What the task requires
If pictures are present, leave them out, and copy the data word for word.

Extracted records below:

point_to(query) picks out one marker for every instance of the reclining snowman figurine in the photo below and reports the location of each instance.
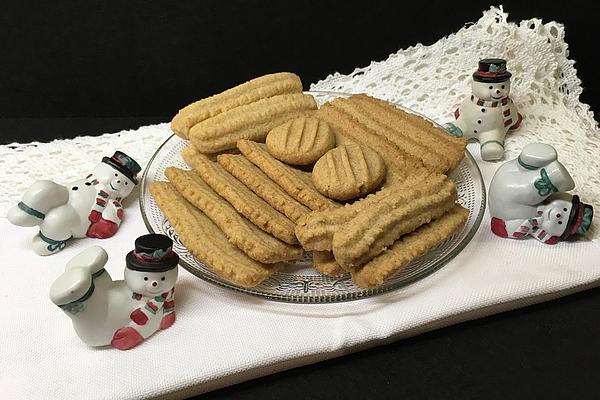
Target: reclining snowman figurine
(88, 207)
(488, 113)
(527, 198)
(120, 313)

End of Extracted records.

Response below
point_to(query) picks out one marker for every instance of the reclining snowman figurine in the photo below and reports the location of each instance.
Target: reclining snowman figurine
(88, 207)
(488, 113)
(527, 198)
(120, 313)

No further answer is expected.